GIVEN PROBLEM: How many lines in the records below contain the string "cliff"? Case counts. Reply with the number only.

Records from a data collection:

━━━━━━━━━━━━━━━━━━━━━━━━━━━━━━

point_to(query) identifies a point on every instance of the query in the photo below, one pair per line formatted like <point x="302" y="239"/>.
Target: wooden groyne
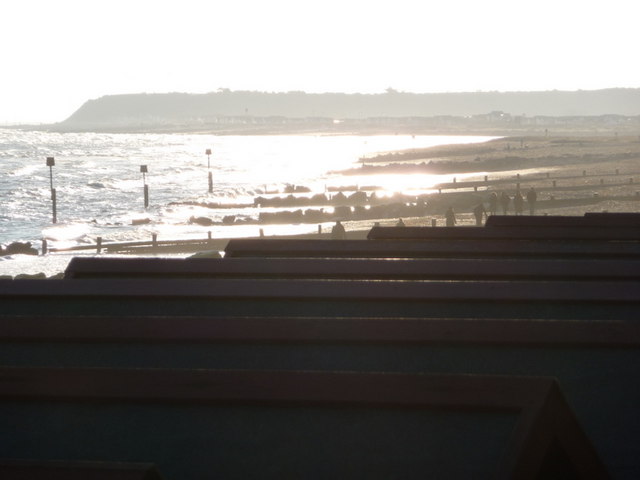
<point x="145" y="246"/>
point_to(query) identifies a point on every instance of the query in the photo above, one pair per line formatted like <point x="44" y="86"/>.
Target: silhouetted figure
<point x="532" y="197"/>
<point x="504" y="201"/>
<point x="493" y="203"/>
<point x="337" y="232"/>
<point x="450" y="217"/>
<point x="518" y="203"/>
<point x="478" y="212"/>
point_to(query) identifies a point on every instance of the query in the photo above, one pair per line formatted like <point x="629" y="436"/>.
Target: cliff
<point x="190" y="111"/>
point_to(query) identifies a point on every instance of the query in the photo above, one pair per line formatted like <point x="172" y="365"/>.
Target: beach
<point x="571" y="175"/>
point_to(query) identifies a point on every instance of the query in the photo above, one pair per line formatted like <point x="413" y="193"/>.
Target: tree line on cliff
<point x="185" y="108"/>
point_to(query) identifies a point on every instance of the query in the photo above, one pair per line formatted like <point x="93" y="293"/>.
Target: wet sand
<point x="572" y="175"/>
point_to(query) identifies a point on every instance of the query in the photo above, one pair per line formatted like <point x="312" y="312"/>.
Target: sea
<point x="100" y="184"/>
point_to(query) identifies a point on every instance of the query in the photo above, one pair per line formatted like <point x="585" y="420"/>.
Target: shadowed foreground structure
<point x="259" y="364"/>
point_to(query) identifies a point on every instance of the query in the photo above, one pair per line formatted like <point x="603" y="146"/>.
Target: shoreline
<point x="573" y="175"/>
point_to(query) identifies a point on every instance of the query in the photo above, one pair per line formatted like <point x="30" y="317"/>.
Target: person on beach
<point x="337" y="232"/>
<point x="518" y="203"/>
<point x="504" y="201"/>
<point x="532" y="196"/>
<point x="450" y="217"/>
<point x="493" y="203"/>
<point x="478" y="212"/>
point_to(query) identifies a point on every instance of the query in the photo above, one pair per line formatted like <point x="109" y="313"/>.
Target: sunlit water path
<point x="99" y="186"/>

━━━━━━━━━━━━━━━━━━━━━━━━━━━━━━

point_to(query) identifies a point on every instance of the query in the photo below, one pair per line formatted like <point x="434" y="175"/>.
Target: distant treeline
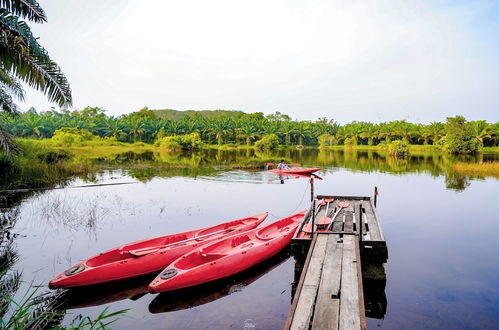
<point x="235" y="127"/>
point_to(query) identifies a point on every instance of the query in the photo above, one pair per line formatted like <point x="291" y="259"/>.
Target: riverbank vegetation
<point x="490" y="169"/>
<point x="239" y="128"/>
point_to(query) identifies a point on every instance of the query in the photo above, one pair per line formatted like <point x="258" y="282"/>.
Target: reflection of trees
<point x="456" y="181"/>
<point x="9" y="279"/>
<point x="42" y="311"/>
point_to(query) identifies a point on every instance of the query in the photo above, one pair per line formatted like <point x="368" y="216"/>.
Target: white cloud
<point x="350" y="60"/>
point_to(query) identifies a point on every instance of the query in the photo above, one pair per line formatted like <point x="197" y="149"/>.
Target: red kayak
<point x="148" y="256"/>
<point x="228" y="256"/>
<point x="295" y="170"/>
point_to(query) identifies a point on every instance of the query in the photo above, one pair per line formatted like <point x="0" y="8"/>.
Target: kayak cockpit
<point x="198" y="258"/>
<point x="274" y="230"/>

━━━━━━━━━━━━━━━━━━━━━━━━━━━━━━

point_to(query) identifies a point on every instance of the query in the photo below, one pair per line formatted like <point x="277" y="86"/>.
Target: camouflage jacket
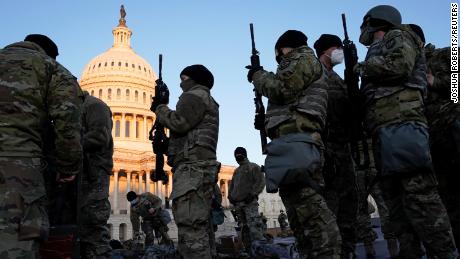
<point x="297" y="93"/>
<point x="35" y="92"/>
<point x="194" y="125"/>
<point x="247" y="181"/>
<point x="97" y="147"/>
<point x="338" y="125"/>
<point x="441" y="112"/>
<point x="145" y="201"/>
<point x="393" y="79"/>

━━━━━━━━━━━━━━━━━━━━━━━━━━━━━━

EXPECTED OUTPUT: 2